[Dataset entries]
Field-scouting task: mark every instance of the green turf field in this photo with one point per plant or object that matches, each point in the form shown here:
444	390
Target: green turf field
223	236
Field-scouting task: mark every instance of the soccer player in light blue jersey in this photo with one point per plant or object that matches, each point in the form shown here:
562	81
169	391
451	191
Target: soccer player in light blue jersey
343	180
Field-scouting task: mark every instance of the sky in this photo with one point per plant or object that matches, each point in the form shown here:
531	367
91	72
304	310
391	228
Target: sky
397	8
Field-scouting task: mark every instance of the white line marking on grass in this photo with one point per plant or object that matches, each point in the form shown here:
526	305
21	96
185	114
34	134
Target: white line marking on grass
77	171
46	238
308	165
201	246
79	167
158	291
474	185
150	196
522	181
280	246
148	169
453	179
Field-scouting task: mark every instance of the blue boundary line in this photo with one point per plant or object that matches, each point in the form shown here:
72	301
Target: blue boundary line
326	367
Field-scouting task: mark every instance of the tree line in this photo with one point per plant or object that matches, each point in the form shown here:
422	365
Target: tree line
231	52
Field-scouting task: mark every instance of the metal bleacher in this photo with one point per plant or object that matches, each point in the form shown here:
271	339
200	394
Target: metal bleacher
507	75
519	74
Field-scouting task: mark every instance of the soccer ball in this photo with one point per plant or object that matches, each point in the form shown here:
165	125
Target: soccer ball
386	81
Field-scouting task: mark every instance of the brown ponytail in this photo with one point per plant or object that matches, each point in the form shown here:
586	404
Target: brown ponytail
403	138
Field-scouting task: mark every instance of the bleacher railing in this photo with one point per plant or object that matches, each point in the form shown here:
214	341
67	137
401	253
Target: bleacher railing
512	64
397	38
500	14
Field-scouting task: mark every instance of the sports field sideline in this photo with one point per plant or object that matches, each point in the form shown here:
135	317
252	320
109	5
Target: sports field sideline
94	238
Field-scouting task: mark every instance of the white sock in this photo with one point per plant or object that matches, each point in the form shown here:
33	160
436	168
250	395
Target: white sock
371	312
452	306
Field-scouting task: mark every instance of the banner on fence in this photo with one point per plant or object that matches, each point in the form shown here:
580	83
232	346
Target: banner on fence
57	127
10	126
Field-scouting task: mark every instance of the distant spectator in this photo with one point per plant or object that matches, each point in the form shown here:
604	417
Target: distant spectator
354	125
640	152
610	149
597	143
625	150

What to work on:
Return exactly the lines of the data, and only those, from the line with "Field-scouting task: mark every instance of the sports" through the last line, inclusive.

Solution for this exercise:
Field-scouting task: mark every instance of the sports field sideline in this photo with one point per plant or object that matches, each point in the form shown here:
135	317
252	320
109	5
Target: sports field sideline
94	238
Field-scouting task: mark every instance of the white sock in this photo with one point per plant or object that matches, each point in the form shown here:
33	160
436	168
250	395
Target: white sock
371	312
452	306
Field-scouting task: mark every instance of the banner on fence in this photo with one point per plant or object that matches, each point in the form shown here:
580	83
232	346
Target: banner on fence
57	127
10	126
Field-scouting task: mark every instance of the distant spectator in this photo with one point per plant or object that matches, each point in the form shown here:
604	417
Target: distant spectator
354	125
640	152
610	149
597	143
625	150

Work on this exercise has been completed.